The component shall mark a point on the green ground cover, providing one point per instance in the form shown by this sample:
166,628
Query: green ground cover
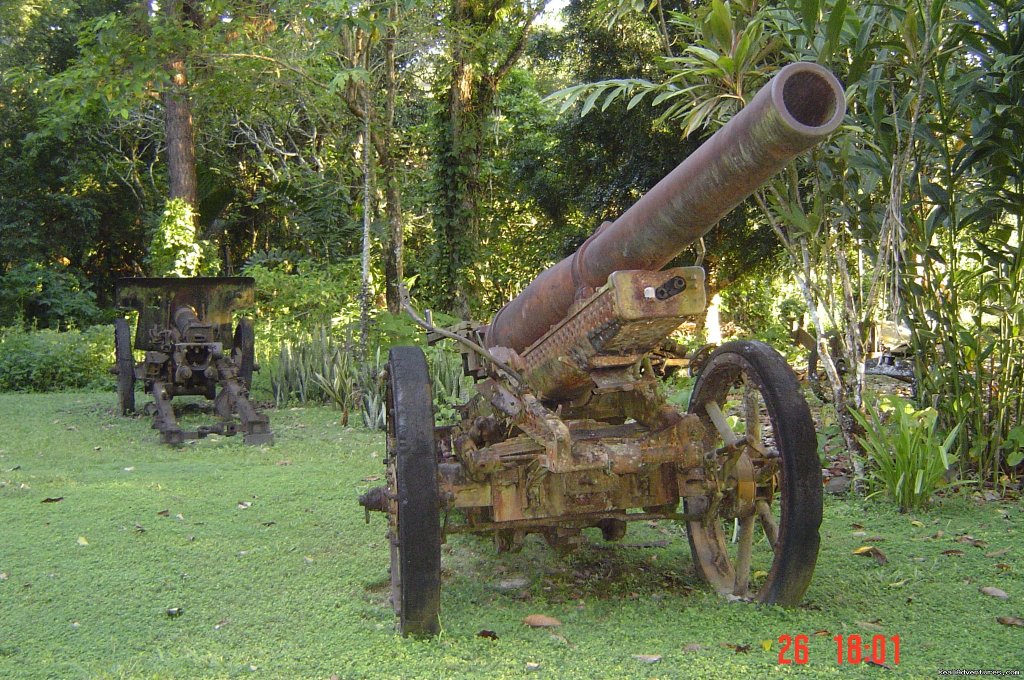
265,553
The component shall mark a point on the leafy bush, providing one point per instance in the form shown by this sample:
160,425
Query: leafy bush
909,455
317,368
175,250
46,297
48,360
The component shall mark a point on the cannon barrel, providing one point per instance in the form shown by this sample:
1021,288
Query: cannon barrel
800,107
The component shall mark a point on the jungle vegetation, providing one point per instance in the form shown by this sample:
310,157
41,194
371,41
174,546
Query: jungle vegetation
340,151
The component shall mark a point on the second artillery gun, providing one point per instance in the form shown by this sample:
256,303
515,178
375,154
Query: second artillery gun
184,328
568,429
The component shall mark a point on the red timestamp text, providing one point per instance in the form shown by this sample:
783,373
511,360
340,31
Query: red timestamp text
851,649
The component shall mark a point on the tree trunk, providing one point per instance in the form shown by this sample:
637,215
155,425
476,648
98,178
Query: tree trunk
394,269
178,123
460,147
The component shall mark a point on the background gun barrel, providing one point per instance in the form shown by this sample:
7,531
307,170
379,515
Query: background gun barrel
800,107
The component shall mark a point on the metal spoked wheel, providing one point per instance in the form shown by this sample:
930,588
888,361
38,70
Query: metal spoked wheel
244,350
414,514
125,367
759,539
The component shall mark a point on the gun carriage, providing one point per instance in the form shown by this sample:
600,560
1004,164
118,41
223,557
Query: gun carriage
184,328
568,429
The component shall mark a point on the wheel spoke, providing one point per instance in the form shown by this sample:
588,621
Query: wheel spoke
743,551
767,521
721,424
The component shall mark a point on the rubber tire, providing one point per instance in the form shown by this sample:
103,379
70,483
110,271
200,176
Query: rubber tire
800,499
244,350
416,554
125,367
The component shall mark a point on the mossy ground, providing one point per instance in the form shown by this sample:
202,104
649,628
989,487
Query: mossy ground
265,553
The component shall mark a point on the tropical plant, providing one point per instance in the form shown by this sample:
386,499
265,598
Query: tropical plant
909,456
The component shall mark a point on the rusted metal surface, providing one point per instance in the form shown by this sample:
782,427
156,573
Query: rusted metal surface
799,108
568,428
184,328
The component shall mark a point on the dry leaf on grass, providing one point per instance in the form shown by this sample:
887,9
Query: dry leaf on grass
871,551
971,541
994,592
540,621
738,648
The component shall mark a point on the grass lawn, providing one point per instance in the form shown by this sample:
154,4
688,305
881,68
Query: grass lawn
264,553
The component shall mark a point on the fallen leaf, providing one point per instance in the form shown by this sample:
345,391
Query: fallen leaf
994,592
540,621
871,551
738,648
512,584
971,541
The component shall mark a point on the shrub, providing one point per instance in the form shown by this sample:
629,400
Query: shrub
49,360
175,250
909,456
46,297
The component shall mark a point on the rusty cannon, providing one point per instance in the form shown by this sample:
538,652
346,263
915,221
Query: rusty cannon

## PROBLEM REQUIREMENTS
Convert every line of the material above into a JSON list of strings, one string per line and no blank lines. Leave the pictures out of the answer.

## EXPECTED ANSWER
[
  "The component shall mark a point on the green ground cover, providing one point per instance in the form shown by this sample:",
  "166,628",
  "Query: green ground cover",
  "265,553",
  "The component shall mark a point on the leafy bush, providing one point per instance in the form shown by this sample:",
  "160,425",
  "Query: leafy bush",
  "909,455",
  "317,368",
  "175,250",
  "46,297",
  "48,360",
  "The component shall mark a point on the cannon barrel, providing one point per instance in the form shown by this sample:",
  "1021,288",
  "Query: cannon barrel",
  "800,107",
  "The component shall mark a point on the jungle vegetation, providing one point per instance in the form shown by this sample:",
  "310,157",
  "41,194",
  "371,41",
  "174,546",
  "Query: jungle vegetation",
  "340,151",
  "The component shall mark a point on the second artillery gun, providing one point per instance in the form shown by this sample:",
  "256,303",
  "515,178",
  "375,154",
  "Query: second artillery gun",
  "184,328",
  "568,429",
  "The component shall mark a point on the red timestamp text, providing one point per instance in the form shown by this sample:",
  "783,373",
  "511,360",
  "340,31",
  "Query: red timestamp text",
  "851,649",
  "The component shall mark a point on the tree trunk, providing one point per instance in the form shown by this sample:",
  "637,215",
  "155,425",
  "476,648",
  "98,178",
  "Query: tree trunk",
  "394,269",
  "178,123",
  "460,147",
  "The component shall mark a point on the background gun barrel, providing one point per instance in the form shown by this sample:",
  "7,531",
  "307,170",
  "379,515",
  "Query: background gun barrel",
  "800,107",
  "The component shall mark a point on the metal spoked wheel, providing one point per instance in the form shown by this sample:",
  "930,588",
  "888,361",
  "38,70",
  "Query: metal spoked wheel",
  "244,350",
  "414,514",
  "125,367",
  "759,539",
  "The component shall mark a point on the gun carriage, providing one point per instance in the form shown by this sample:",
  "600,560",
  "1004,164",
  "118,41",
  "223,557",
  "Query: gun carriage",
  "184,328",
  "568,429",
  "The component shall mark a point on the wheel spoke, providing one point per instance in the form shown by this sample:",
  "588,621",
  "Query: wheel spoke",
  "743,551",
  "767,521",
  "721,424",
  "The component shall mark a point on the rubber tire, providing one point per instance in the form shown by this sample:",
  "103,379",
  "70,483",
  "110,271",
  "200,176",
  "Query: rubber tire",
  "800,499",
  "244,350",
  "416,554",
  "125,367",
  "The component shall mark a point on the mossy ground, providing one point per instance in the form shown by this sample:",
  "202,104",
  "649,628",
  "989,487",
  "Query: mossy ground",
  "265,553",
  "The component shall mark a point on the tropical plant, providing one point per instance in the form shown by this sample:",
  "386,499",
  "265,598",
  "Query: tropical plant",
  "909,456",
  "The component shall mark a point on the rusted metal surface, providing one point per instance in the form shown by this sample:",
  "782,427",
  "156,573",
  "Query: rusted metal surface",
  "799,108",
  "568,428",
  "184,328",
  "The component shall mark a point on the dry leaf on grass, providing one point per instance in the form shown by this sample:",
  "887,9",
  "Query: dry leaf on grass",
  "871,551",
  "971,541",
  "994,592",
  "540,621",
  "738,648",
  "The component shall mark a point on the grass lawn, providing one point per instance in the form shown by this sample:",
  "154,4",
  "688,305",
  "881,68",
  "Query: grass lawn",
  "264,553",
  "The component shall mark a point on the fallen leaf, providing one point per instance in the form shown by this sample:",
  "345,391",
  "Query: fallen leaf",
  "994,592",
  "540,621",
  "871,551",
  "738,648",
  "512,584",
  "971,541",
  "The component shall mark a point on the shrub, providing one point per instance in the form shown by this sample:",
  "629,400",
  "Query: shrub",
  "49,360",
  "175,250",
  "909,456",
  "46,297",
  "The component shall mark a point on the rusty cannon, providing one point per instance in the form shown by this sample:",
  "538,652",
  "346,263",
  "915,221",
  "Query: rusty cannon"
]